■ Try it ■
The records follow. Transcribe only the lines from the line containing "One point goes on every instance of the man in green" through the end, both ends included, and leave out the pictures.

■ Supplied entries ■
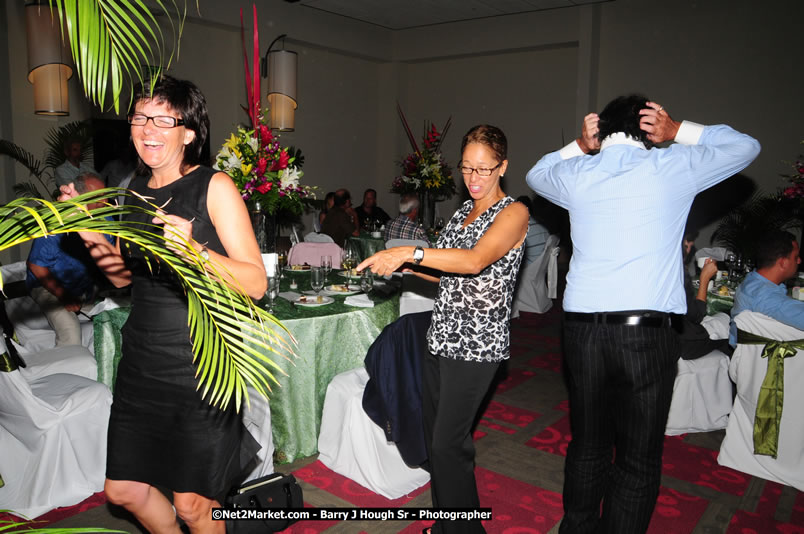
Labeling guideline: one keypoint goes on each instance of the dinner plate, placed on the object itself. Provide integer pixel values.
(342, 289)
(312, 302)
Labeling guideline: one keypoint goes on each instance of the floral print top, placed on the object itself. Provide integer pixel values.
(471, 313)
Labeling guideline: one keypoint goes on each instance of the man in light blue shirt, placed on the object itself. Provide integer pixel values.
(628, 205)
(763, 290)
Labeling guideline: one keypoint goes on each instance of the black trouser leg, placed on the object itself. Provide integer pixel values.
(621, 384)
(452, 394)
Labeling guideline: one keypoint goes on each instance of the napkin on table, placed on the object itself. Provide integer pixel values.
(361, 301)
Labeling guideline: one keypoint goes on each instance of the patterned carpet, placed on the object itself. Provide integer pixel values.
(521, 441)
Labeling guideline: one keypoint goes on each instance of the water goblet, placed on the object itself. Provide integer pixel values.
(317, 280)
(272, 291)
(366, 281)
(326, 264)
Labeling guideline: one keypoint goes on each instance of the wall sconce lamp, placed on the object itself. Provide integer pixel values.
(48, 61)
(280, 68)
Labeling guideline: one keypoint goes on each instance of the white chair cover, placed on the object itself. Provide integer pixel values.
(417, 295)
(391, 243)
(353, 446)
(310, 253)
(748, 369)
(70, 359)
(701, 395)
(534, 291)
(53, 441)
(315, 237)
(257, 420)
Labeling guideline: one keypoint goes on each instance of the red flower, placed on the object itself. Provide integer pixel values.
(281, 163)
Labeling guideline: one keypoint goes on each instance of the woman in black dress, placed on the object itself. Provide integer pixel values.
(161, 432)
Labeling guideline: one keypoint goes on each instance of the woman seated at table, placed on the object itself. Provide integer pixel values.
(478, 253)
(161, 432)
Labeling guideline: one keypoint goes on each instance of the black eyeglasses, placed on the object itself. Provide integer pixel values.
(160, 121)
(480, 172)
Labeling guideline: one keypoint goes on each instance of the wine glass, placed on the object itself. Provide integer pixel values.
(366, 281)
(349, 259)
(326, 264)
(272, 291)
(731, 260)
(317, 280)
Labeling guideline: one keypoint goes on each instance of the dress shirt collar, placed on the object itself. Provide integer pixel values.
(620, 138)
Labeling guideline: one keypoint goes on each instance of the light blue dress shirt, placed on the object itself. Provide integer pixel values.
(628, 207)
(759, 294)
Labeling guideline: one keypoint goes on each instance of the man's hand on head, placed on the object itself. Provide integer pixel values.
(588, 140)
(658, 124)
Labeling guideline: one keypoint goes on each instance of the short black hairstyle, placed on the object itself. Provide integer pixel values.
(622, 115)
(183, 97)
(341, 197)
(774, 245)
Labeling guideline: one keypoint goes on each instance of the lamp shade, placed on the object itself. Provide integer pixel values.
(282, 88)
(48, 61)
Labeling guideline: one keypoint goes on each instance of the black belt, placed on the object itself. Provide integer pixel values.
(630, 318)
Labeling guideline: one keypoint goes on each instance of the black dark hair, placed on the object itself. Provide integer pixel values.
(774, 245)
(622, 115)
(341, 197)
(490, 136)
(183, 97)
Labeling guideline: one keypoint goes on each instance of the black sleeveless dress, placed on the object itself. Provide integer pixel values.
(161, 431)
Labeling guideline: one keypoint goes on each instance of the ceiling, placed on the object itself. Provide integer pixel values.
(406, 14)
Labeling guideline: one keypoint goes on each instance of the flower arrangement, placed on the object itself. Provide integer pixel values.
(425, 170)
(264, 171)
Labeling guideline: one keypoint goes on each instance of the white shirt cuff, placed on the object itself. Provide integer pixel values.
(572, 150)
(689, 133)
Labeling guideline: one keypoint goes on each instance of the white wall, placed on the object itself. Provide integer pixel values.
(534, 75)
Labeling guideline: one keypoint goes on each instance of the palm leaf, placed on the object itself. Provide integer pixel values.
(115, 41)
(234, 341)
(21, 156)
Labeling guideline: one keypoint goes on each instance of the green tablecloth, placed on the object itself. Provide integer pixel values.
(331, 339)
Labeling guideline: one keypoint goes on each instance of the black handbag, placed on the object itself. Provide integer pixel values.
(274, 491)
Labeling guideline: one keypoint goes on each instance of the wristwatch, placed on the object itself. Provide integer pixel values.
(418, 255)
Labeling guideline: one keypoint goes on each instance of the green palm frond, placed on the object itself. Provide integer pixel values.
(745, 227)
(58, 135)
(21, 156)
(116, 41)
(234, 341)
(9, 526)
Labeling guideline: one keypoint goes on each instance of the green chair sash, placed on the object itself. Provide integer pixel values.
(771, 394)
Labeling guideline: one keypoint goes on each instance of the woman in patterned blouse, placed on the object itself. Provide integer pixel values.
(478, 254)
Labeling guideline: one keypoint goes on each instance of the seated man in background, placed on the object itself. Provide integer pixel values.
(341, 220)
(369, 210)
(62, 275)
(537, 234)
(763, 290)
(405, 226)
(73, 166)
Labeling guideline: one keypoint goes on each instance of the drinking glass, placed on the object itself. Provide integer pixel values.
(366, 281)
(326, 264)
(349, 259)
(731, 260)
(272, 291)
(317, 280)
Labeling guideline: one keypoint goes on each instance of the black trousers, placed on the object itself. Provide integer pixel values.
(452, 391)
(620, 386)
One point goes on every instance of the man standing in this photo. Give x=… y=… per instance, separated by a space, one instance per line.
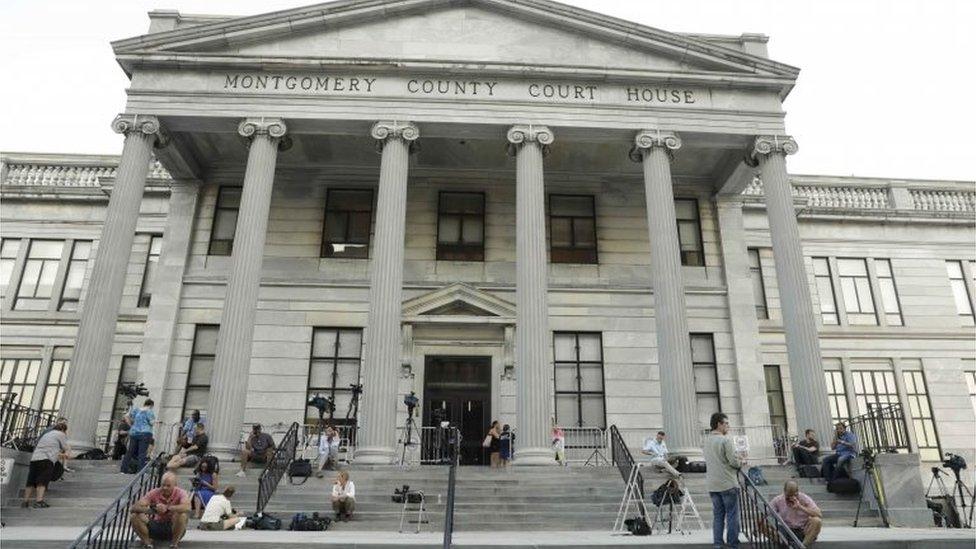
x=657 y=451
x=161 y=514
x=258 y=448
x=50 y=448
x=722 y=465
x=799 y=512
x=845 y=449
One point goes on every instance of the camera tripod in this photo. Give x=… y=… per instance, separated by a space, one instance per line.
x=959 y=492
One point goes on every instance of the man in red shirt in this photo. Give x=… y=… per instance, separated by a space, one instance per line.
x=161 y=514
x=799 y=512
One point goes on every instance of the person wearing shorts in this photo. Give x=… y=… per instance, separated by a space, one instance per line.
x=50 y=448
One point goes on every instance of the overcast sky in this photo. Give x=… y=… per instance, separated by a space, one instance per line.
x=886 y=86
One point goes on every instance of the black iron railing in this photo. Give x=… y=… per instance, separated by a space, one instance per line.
x=20 y=426
x=623 y=459
x=111 y=528
x=277 y=466
x=760 y=524
x=881 y=429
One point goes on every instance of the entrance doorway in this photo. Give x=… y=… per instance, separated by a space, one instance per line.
x=460 y=386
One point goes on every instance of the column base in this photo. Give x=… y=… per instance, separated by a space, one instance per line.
x=535 y=456
x=374 y=455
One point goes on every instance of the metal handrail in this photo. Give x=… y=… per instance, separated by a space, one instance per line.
x=111 y=528
x=761 y=525
x=283 y=455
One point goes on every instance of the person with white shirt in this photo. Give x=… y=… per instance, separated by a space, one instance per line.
x=657 y=451
x=343 y=496
x=220 y=514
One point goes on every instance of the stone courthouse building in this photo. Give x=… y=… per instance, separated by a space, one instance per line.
x=518 y=209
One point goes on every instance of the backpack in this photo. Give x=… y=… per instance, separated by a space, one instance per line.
x=756 y=476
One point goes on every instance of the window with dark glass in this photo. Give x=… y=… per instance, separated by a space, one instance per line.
x=225 y=220
x=333 y=369
x=689 y=232
x=572 y=229
x=461 y=226
x=149 y=273
x=775 y=397
x=348 y=219
x=578 y=363
x=706 y=377
x=199 y=377
x=758 y=284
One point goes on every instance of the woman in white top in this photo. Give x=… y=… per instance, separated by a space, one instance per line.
x=343 y=496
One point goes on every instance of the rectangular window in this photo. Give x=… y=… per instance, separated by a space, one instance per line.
x=348 y=220
x=856 y=290
x=889 y=292
x=19 y=376
x=56 y=379
x=9 y=248
x=758 y=284
x=225 y=220
x=775 y=396
x=837 y=396
x=75 y=276
x=706 y=377
x=825 y=291
x=960 y=292
x=689 y=232
x=461 y=226
x=199 y=377
x=920 y=408
x=578 y=371
x=149 y=273
x=40 y=270
x=572 y=229
x=333 y=369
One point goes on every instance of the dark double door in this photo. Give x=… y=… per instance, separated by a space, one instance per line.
x=458 y=388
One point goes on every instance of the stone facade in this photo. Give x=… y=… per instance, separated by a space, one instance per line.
x=442 y=120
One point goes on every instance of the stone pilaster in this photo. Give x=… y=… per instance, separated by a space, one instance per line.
x=96 y=330
x=799 y=322
x=381 y=368
x=532 y=337
x=653 y=149
x=228 y=391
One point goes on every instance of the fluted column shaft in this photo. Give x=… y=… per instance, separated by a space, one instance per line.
x=382 y=354
x=802 y=341
x=99 y=313
x=228 y=393
x=670 y=317
x=532 y=338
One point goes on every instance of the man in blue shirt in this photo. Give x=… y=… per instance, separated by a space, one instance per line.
x=140 y=422
x=845 y=449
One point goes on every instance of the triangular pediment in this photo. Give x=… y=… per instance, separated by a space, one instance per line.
x=458 y=299
x=528 y=32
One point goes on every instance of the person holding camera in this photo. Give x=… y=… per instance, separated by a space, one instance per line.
x=140 y=421
x=161 y=514
x=258 y=448
x=220 y=514
x=343 y=496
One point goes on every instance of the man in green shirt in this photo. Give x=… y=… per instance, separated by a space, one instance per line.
x=722 y=465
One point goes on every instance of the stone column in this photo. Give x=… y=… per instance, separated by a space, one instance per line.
x=654 y=150
x=381 y=367
x=228 y=389
x=799 y=322
x=532 y=338
x=96 y=329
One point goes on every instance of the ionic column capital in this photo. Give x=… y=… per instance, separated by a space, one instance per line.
x=645 y=140
x=273 y=128
x=520 y=134
x=146 y=124
x=766 y=145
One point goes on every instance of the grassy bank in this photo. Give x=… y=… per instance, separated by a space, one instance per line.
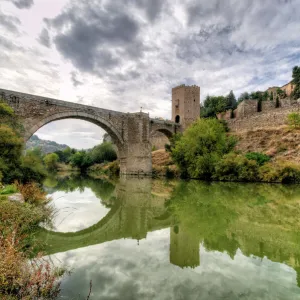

■ Result below ■
One point goes on every instance of the man in green shirt in this photo. Give x=… y=… per instance, separated by a space, one instance per line.
x=722 y=465
One point goes on every instance of the stone column in this photo. Give x=… y=… per instance, separated by a space, one instance per line.
x=654 y=150
x=381 y=367
x=228 y=389
x=799 y=322
x=532 y=338
x=96 y=329
One point goes on every instance of the ionic column capital in this photo. Give x=… y=… per instance, separated by a space, one instance per line.
x=645 y=140
x=273 y=128
x=520 y=134
x=146 y=124
x=766 y=145
One point goes on every instance of the grassy bank in this photo. Give x=… y=… per instance, separated by a space, one instance per line.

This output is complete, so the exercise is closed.